## Source
CSR Limited v Adecco (Australia) Pty Limited  NSWCA 121
An indemnity is a promise made by one party under a contract to cover loss or damage suffered by another party. They are often a hot point of contention in contract negotiation and a common cause of dispute.
As seen in the recent NSW Court of Appeal decision, CSR Limited v Adecco (Australia) Pty Limited  NSWCA 121, if poorly drafted, an indemnity can have significant consequences.
The NSW Court of Appeal, in a unanimous decision, allowed an appeal against a NSW Supreme Court decision and held that the respondent, Adecco (Australia) Pty Limited (Adecco Australia), was liable to indemnify the first and second appellants, CSR Limited and Holcim (Australia) Pty Limited (collectively referred to as CSR), in respect of their liability in damages arising from a personal injury claim brought by the plaintiff, Mr David Frewin.
Facts of the case
Mr Frewin, a truck driver employed by Adecco Australia, suffered personal injury caused by driving a defective truck at a CSR concrete plant.
The original labour hire services Agreement between Adecco Australia and CSR, which expired on 31 March 2002 and was extended by agreement until 31 July 2002, contained the following indemnity clause, Clause 23.2, which provided in part:
23.2. Any loss or damage to property of CSR, real or personal caused or contributed to by the Supplier or its employees, agents, sub-contractors or Temporary Staff.
Notwithstanding any other provision of this Agreement, the Supplier indemnifies CSR against:
23.2.1. any claim by Temporary Staff for personal injury and/or property damage arising out of or in connection with the performance of Assignment duties where; and
23.2.2. any liability to any person (including the Supplier and any workers compensation insurer claiming in the name of the Supplier) in respect of or in connection with such personal injury and/or property damage.”
'Temporary Staff' was defined as “an individual employed by [Adecco Australia] to work in an Assignment for CSR.”
'Assignment' meant the task(s) “to be undertaken…by Temporary Staff…as specified in the Order.”
From 31 July 2002 until May 2004, while Adecco Australia and CSR unsuccessfully negotiated the terms of a new agreement, Adecco Australia continued to supply labour to CSR, and CSR continued to pay for it.
At trial, CSR alleged that despite the expiry of the formal agreement, an implied contract on the same terms and conditions – including Clause 23.3 – remained on foot until at least the end of March 2003, when Mr Frewin ceased to drive the defective truck.
Was there an implied contract?
At first instance, the Supreme Court held that there was no implied contract in place and, even if there was, Clause 23.2 did not apply because Mr Frewin was not “Temporary Staff” within the meaning of the Agreement.

[Rows from a box-labeling dataset]

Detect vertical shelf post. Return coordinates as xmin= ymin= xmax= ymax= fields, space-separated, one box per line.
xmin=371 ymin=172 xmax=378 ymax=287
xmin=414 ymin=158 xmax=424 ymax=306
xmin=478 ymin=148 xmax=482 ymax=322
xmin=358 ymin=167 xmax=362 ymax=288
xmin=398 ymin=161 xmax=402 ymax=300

## Set tasks
[1] Using the case summary, decide whether each statement agrees with it, answering yes or no and quoting the deciding words: (a) The Court of Appeal's decision was unanimous. (b) Mr Frewin was employed by CSR. (c) At first instance, the Supreme Court found that an implied contract was in place.
[2] Quote every line of the records word for word, from the labeling instruction through the final set of coordinates.

## List of solutions
[1]
(a) Yes: "in a unanimous decision"
(b) No: "a truck driver employed by Adecco Australia"
(c) No: "the Supreme Court held that there was no implied contract in place"

[2]
Detect vertical shelf post. Return coordinates as xmin= ymin= xmax= ymax= fields, space-separated, one box per line.
xmin=371 ymin=172 xmax=378 ymax=287
xmin=414 ymin=158 xmax=424 ymax=306
xmin=478 ymin=148 xmax=482 ymax=322
xmin=358 ymin=167 xmax=362 ymax=288
xmin=398 ymin=161 xmax=402 ymax=300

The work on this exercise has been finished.